Please write out the stretch of the text on Australian new car sales in 2022 from "The FCAI reported" through "with 78,330 sales.".

**Extract:**
──────────────────────────────

Australian demand for new cars had remained strong in 2022 despite supply chain challenges and delivery delays last year.
According to the Federal Chamber of Automotive Industries (FCAI), a total of 1,081,429 vehicles were sold throughout the country amid “COVID recovery, microprocessor shortages and bottlenecks due to global shipping”.
The FCAI reported that light commercial vehicles and SUVs made up 76.8% of all new sales in 2022. Meanwhile, battery electric vehicles accounted for 3.1 per cent of new car sales or 33,420 units last year.
The top-selling model was the Toyota HiLux (64,391 sales), followed by Ford Ranger (47,479), and Toyota RAV4 (34,845).
The leading brand for 2022 was Toyota with 231,050 sales and a 21.4% share of the market. Mazda followed in second with 95,719 sales and Kia with 78,330 sales.

──────────────────────────────

**Information:**
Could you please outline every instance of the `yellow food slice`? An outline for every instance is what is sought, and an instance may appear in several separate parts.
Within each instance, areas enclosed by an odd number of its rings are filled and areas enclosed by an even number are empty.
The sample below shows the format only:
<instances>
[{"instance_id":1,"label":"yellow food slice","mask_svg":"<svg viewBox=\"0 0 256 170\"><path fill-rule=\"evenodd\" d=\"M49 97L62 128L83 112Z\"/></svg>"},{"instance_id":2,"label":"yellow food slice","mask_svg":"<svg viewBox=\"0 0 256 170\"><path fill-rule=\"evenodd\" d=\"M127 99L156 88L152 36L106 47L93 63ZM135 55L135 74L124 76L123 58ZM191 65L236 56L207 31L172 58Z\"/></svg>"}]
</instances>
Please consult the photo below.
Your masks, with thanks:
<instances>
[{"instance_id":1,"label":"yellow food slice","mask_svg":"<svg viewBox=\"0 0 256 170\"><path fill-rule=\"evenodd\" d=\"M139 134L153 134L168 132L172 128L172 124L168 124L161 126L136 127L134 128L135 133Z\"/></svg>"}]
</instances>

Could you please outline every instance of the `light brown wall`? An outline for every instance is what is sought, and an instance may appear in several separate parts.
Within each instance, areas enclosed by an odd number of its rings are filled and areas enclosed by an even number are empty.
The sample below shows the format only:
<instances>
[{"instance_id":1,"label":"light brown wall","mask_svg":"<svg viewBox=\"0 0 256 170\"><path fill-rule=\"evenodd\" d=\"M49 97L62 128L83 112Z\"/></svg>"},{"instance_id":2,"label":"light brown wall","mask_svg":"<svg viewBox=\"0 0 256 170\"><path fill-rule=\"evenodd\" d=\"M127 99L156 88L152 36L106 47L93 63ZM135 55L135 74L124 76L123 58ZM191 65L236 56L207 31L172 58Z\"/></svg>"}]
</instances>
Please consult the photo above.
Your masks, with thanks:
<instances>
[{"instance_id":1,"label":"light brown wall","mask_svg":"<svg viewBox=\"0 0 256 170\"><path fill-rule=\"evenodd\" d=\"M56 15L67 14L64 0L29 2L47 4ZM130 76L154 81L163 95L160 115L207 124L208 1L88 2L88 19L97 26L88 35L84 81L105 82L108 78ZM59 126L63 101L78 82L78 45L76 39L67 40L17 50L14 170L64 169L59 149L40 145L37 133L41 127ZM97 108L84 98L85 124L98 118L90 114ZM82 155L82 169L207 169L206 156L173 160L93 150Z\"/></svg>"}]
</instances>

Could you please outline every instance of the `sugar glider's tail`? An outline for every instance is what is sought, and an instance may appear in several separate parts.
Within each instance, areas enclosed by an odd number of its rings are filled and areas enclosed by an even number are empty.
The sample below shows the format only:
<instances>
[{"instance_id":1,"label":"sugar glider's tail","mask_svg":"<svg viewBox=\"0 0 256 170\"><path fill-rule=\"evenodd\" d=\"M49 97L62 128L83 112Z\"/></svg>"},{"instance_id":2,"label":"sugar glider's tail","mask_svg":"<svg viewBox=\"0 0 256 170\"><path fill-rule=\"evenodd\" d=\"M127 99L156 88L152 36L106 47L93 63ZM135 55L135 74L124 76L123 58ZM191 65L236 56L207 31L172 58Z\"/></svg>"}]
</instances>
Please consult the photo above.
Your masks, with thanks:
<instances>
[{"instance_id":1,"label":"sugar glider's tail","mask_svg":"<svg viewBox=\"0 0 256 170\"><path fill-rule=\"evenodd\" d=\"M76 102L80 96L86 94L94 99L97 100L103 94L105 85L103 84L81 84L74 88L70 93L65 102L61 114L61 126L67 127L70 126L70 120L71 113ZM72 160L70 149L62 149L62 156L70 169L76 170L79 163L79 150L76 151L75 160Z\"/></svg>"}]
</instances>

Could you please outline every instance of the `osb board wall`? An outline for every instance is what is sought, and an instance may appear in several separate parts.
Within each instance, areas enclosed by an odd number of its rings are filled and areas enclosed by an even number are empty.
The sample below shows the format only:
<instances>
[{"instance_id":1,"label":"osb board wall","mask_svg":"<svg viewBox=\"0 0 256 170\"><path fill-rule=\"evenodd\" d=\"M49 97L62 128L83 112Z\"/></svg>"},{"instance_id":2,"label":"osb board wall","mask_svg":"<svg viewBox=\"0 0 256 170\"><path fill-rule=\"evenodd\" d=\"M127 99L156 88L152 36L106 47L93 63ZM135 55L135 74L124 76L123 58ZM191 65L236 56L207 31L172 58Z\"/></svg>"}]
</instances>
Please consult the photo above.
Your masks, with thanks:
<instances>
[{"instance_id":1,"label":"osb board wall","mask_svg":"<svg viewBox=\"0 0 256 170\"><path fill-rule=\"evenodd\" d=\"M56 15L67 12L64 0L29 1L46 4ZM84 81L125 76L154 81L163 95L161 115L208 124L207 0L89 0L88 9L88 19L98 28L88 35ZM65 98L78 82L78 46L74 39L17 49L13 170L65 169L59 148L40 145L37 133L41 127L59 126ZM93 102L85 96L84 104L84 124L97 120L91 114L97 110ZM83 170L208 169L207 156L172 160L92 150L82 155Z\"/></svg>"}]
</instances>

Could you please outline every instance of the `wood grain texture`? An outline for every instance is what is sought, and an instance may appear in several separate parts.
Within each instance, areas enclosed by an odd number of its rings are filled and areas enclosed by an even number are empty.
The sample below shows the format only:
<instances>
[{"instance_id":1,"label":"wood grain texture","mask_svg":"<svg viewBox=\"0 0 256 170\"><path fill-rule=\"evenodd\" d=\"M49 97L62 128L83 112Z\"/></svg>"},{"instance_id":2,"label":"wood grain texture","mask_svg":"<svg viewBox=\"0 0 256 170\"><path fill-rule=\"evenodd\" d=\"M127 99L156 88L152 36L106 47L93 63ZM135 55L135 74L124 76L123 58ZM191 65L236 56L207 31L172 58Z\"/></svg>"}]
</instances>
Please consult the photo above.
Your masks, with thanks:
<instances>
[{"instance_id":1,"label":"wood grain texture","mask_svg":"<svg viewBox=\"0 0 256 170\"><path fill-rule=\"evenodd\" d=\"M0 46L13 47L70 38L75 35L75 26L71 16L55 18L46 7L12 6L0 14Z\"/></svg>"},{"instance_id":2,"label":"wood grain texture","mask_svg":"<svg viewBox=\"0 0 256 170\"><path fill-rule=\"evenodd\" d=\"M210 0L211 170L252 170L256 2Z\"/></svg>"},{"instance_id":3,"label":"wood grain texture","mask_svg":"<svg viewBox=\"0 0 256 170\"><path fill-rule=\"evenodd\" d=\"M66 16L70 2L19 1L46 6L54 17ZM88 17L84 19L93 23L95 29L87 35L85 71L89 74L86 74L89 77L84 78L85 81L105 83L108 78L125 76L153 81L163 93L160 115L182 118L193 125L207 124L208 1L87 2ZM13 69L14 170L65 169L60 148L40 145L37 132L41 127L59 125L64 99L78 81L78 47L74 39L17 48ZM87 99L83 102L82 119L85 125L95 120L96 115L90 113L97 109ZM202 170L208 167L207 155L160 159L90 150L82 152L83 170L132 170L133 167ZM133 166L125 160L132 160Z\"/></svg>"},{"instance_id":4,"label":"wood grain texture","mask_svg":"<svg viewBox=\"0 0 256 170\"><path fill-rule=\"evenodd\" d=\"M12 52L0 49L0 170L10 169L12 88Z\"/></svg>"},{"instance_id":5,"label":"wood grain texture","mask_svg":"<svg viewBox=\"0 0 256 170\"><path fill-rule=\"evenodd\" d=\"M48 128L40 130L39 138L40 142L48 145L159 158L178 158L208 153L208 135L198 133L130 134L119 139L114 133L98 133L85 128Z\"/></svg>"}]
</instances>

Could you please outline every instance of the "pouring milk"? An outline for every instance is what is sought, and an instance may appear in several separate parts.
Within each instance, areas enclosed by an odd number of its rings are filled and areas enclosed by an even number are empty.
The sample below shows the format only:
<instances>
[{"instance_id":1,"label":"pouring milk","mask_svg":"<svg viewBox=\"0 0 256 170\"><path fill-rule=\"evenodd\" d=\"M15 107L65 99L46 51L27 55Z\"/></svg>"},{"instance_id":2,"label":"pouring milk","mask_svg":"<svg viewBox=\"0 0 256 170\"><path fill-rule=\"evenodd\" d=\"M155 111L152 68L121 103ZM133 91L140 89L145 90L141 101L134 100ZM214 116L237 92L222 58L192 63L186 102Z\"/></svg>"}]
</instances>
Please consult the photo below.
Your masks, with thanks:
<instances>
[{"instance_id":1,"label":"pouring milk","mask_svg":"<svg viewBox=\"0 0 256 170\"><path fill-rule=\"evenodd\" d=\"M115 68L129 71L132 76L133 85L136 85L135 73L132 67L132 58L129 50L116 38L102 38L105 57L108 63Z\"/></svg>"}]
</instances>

──────────────────────────────

**Solved problem:**
The FCAI reported that light commercial vehicles and SUVs made up 76.8% of all new sales in 2022. Meanwhile, battery electric vehicles accounted for 3.1 per cent of new car sales or 33,420 units last year.
The top-selling model was the Toyota HiLux (64,391 sales), followed by Ford Ranger (47,479), and Toyota RAV4 (34,845).
The leading brand for 2022 was Toyota with 231,050 sales and a 21.4% share of the market. Mazda followed in second with 95,719 sales and Kia with 78,330 sales.